GIVEN DATA START

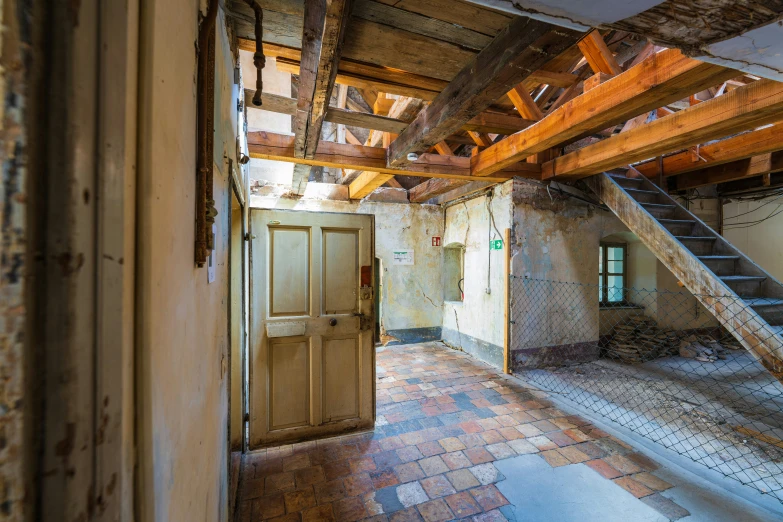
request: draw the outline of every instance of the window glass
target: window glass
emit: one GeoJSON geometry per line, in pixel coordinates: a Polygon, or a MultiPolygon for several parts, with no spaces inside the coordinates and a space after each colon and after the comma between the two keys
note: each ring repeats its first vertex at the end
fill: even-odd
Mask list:
{"type": "Polygon", "coordinates": [[[625,301],[625,245],[601,243],[598,249],[598,298],[603,304],[625,301]]]}

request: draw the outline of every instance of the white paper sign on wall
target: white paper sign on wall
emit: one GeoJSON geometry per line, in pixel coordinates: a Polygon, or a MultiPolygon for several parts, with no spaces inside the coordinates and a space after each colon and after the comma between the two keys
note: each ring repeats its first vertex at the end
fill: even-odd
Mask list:
{"type": "MultiPolygon", "coordinates": [[[[215,224],[212,225],[212,241],[214,244],[217,244],[217,225],[215,224]]],[[[215,250],[213,249],[207,258],[207,283],[215,282],[215,268],[215,250]]]]}
{"type": "Polygon", "coordinates": [[[413,250],[393,250],[392,251],[392,264],[393,265],[412,265],[413,264],[413,250]]]}

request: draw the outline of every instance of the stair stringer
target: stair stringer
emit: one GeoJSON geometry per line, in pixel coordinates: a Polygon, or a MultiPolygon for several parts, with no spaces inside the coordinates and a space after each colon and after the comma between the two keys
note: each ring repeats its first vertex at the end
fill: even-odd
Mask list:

GIVEN DATA END

= WHAT TO DO =
Exact copies of the lines from the one holding "request: draw the outline of every instance of the stair" to the end of the entries are all that should be written.

= SOLUTION TO THIS EXERCISE =
request: draw the outline of every instance of the stair stringer
target: stair stringer
emit: one GeoJSON geometry per line, in pixel coordinates: a Polygon, or a MultiPolygon for several parts, with no spaces inside the coordinates and a space after each colon and after the comma between the two keys
note: each ring repeats its first vertex at the end
fill: even-odd
Mask list:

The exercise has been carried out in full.